Aim:
Print, character for character, the part that opens with the line containing "the red fabric" and closes with the line containing "x=157, y=172", both of those lines included.

Data to process:
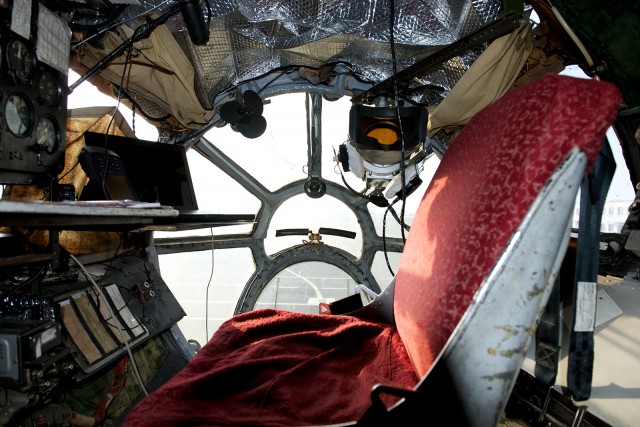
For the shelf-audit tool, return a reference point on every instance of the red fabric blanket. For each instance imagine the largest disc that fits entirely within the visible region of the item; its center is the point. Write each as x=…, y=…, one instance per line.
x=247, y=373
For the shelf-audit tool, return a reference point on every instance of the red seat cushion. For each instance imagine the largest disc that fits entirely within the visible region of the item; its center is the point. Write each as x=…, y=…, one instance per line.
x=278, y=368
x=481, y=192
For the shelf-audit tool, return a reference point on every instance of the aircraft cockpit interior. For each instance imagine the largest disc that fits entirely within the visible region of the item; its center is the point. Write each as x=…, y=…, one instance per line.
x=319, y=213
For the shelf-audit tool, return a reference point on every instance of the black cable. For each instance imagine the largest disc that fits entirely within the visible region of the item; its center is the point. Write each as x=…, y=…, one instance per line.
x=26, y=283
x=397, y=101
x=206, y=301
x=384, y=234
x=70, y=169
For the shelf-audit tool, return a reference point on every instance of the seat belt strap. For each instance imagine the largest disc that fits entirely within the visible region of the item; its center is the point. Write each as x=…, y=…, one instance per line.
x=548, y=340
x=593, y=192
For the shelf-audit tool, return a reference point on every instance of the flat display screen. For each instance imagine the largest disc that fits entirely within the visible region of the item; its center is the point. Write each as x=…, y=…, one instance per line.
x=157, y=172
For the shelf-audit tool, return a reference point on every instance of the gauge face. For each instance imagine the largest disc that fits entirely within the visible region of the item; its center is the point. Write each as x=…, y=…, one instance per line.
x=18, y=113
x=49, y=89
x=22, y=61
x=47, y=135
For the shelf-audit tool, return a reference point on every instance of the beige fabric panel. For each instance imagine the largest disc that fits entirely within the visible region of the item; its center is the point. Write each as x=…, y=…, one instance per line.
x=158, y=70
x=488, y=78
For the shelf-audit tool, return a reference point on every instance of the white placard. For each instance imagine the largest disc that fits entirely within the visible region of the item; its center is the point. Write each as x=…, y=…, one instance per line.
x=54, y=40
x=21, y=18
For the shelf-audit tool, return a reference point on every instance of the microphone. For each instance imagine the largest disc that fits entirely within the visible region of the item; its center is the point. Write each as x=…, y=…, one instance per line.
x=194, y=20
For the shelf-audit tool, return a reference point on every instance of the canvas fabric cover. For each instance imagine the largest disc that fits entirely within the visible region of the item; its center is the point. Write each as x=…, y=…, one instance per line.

...

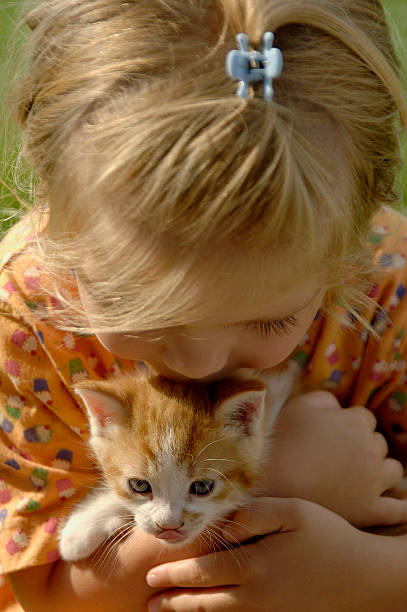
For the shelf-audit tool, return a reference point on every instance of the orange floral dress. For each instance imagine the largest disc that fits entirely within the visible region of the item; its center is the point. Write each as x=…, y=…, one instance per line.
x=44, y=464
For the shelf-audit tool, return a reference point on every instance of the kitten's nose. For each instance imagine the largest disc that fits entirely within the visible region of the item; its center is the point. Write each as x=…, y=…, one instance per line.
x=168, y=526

Final answer:
For the shelf-audit tool, return a reference point on every instance of the red fabric blanket. For each instance imagine the largest disc that fits entirely within the visible region of the item; its center is the point. Write each as x=…, y=…, one instance per line.
x=247, y=373
For the shelf-audit tool, return a reference point on every instance of the red seat cushion. For each instance imagine the largest disc that fits entirely within the visible region of the item; its center is the point. Write each as x=…, y=…, one instance per line.
x=278, y=368
x=481, y=192
For the shelf-audit tool, return a reference point on every instance of the aircraft cockpit interior. For each instance imagine the largest disc that fits entirely within the visible region of the item; its center is the point. Write each as x=…, y=…, one instance per line.
x=319, y=213
For the shelf-audit tool, return a reference point on every instance of the black cable. For each instance imagine the largest disc that fits entirely within the visible region of the item; its center is the point. Write each as x=…, y=…, one instance per line.
x=26, y=283
x=397, y=101
x=206, y=301
x=384, y=234
x=70, y=169
For the shelf-audit tool, return a reference point on every instance of the seat belt strap. For each instance imagine the largest disc that fits entirely within the visible region of the item; its center is the point. Write each as x=…, y=…, one instance per line.
x=548, y=340
x=593, y=192
For the shelf-audit tool, return a reference point on every instance of the flat display screen. For each instance imagine the largest disc that fits entirely within the visible region of the item; its center is the point. Write each as x=…, y=…, one instance per line.
x=157, y=172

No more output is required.